Every record must be reproduced exactly. Leave none out.

(Provided material)
****************
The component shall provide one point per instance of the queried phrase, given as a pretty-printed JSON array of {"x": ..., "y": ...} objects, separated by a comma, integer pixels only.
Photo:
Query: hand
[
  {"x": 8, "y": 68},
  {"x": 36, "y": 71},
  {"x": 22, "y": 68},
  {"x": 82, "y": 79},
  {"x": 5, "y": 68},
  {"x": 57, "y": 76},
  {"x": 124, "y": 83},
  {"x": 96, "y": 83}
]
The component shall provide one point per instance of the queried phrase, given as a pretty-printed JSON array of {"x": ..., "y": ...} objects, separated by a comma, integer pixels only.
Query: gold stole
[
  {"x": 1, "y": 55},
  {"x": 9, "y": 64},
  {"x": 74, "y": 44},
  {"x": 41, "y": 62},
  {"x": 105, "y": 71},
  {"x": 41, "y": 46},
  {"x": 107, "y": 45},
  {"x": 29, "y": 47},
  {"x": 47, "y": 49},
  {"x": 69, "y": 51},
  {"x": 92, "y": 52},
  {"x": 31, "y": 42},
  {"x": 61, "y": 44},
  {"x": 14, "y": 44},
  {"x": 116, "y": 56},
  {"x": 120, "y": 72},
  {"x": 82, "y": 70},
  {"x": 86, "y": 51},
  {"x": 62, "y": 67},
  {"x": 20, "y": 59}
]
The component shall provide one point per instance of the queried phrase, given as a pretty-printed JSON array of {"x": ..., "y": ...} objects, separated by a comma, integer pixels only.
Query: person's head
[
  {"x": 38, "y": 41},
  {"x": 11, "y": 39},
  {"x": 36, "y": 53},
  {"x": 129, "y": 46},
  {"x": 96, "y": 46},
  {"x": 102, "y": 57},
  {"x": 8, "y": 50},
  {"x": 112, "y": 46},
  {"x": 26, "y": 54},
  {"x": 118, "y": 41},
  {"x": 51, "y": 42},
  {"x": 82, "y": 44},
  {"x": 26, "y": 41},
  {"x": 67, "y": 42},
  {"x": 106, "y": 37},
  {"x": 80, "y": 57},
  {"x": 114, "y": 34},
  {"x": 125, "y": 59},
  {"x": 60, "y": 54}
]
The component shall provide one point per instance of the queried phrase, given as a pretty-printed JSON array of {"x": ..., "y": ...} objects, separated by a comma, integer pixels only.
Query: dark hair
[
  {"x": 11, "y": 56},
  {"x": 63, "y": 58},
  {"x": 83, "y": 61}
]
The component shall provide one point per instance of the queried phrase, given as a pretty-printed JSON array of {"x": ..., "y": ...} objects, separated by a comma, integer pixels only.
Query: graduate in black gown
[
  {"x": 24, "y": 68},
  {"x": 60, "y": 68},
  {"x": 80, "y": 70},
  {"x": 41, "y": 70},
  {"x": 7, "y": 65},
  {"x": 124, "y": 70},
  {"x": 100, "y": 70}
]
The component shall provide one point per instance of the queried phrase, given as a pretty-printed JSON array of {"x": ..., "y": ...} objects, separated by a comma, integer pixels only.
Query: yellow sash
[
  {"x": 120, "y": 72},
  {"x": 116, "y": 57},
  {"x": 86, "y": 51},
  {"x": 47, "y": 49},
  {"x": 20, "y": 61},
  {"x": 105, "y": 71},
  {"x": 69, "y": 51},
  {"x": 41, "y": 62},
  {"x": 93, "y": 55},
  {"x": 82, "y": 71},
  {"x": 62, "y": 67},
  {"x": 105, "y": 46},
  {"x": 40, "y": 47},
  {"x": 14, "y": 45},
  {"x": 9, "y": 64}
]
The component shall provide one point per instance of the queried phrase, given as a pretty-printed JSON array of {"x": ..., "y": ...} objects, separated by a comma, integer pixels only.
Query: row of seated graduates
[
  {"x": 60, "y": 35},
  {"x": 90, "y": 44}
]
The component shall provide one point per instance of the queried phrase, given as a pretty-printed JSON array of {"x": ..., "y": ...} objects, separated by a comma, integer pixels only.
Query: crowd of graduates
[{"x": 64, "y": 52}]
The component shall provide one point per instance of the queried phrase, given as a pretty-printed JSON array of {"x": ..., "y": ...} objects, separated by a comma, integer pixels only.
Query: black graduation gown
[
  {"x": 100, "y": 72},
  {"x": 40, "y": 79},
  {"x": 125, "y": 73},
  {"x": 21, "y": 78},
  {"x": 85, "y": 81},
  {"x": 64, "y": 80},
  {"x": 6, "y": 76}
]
****************
(Result below)
The component shall provide one point per instance of the queried phrase, given as a pretty-printed JSON array of {"x": ..., "y": ...} objects, separated by a comma, integer pixels only.
Photo:
Query: hand
[
  {"x": 8, "y": 68},
  {"x": 36, "y": 71},
  {"x": 22, "y": 68},
  {"x": 82, "y": 79},
  {"x": 5, "y": 68},
  {"x": 57, "y": 76},
  {"x": 124, "y": 83},
  {"x": 96, "y": 83}
]
The component shall provide one point per instance of the queried phrase, given as a pretty-printed JSON array of {"x": ..., "y": ...} objects, separated by a comma, integer pixels only.
Query: gold stole
[
  {"x": 1, "y": 55},
  {"x": 9, "y": 64},
  {"x": 74, "y": 44},
  {"x": 41, "y": 62},
  {"x": 105, "y": 71},
  {"x": 41, "y": 46},
  {"x": 107, "y": 45},
  {"x": 29, "y": 47},
  {"x": 47, "y": 49},
  {"x": 69, "y": 51},
  {"x": 92, "y": 52},
  {"x": 31, "y": 42},
  {"x": 61, "y": 44},
  {"x": 14, "y": 44},
  {"x": 116, "y": 56},
  {"x": 120, "y": 72},
  {"x": 82, "y": 70},
  {"x": 86, "y": 51},
  {"x": 62, "y": 67},
  {"x": 20, "y": 59}
]
The component shall provide one point per instance of the queried phrase, given as a pretty-printed JSON array of {"x": ..., "y": ...} objects, separated by a comma, integer pixels only.
Query: person's head
[
  {"x": 38, "y": 41},
  {"x": 11, "y": 39},
  {"x": 36, "y": 53},
  {"x": 129, "y": 46},
  {"x": 96, "y": 46},
  {"x": 102, "y": 57},
  {"x": 8, "y": 50},
  {"x": 112, "y": 46},
  {"x": 26, "y": 54},
  {"x": 118, "y": 41},
  {"x": 51, "y": 42},
  {"x": 82, "y": 44},
  {"x": 26, "y": 41},
  {"x": 67, "y": 42},
  {"x": 106, "y": 37},
  {"x": 80, "y": 57},
  {"x": 114, "y": 34},
  {"x": 125, "y": 59},
  {"x": 60, "y": 54}
]
The component shall provide one point per instance of the queried phrase, given as a pretty-printed JSON array of {"x": ..., "y": ...} objects, separated by a comma, integer pixels only.
Query: dark hair
[
  {"x": 11, "y": 56},
  {"x": 63, "y": 58},
  {"x": 83, "y": 61}
]
The component shall provide one point per instance of the queried phrase, given as a pretty-printed JSON array of {"x": ..., "y": ...} objects, separated by a comma, integer pixels only.
Query: graduate in black gown
[
  {"x": 24, "y": 68},
  {"x": 60, "y": 68},
  {"x": 80, "y": 70},
  {"x": 41, "y": 70},
  {"x": 7, "y": 65},
  {"x": 124, "y": 70},
  {"x": 100, "y": 70}
]
The component shall provide one point per instance of the queried phrase, given as a pretty-printed JSON array of {"x": ..., "y": ...} objects, separated by a comma, integer pixels only.
Query: yellow sash
[
  {"x": 120, "y": 72},
  {"x": 116, "y": 57},
  {"x": 86, "y": 51},
  {"x": 47, "y": 49},
  {"x": 20, "y": 61},
  {"x": 105, "y": 71},
  {"x": 69, "y": 51},
  {"x": 41, "y": 62},
  {"x": 93, "y": 55},
  {"x": 82, "y": 71},
  {"x": 62, "y": 67},
  {"x": 105, "y": 46},
  {"x": 40, "y": 47},
  {"x": 14, "y": 45},
  {"x": 9, "y": 64}
]
The component shall provide one point per instance of the queried phrase, given as a pretty-printed JSON array of {"x": ..., "y": ...} objects, separated by a comma, integer pixels only.
Query: row of seated graduates
[
  {"x": 60, "y": 35},
  {"x": 90, "y": 44}
]
The component shall provide one point per instance of the queried phrase, given as a pretty-printed JSON array of {"x": ..., "y": ...} objects, separated by a comma, integer pixels only.
Query: crowd of graduates
[{"x": 64, "y": 52}]
The component shall provide one point per instance of the queried phrase, given as a pretty-printed JSON array of {"x": ..., "y": ...} objects, separated by a comma, integer pixels only.
Query: black graduation gown
[
  {"x": 100, "y": 72},
  {"x": 40, "y": 79},
  {"x": 125, "y": 73},
  {"x": 21, "y": 78},
  {"x": 85, "y": 81},
  {"x": 64, "y": 80},
  {"x": 6, "y": 76}
]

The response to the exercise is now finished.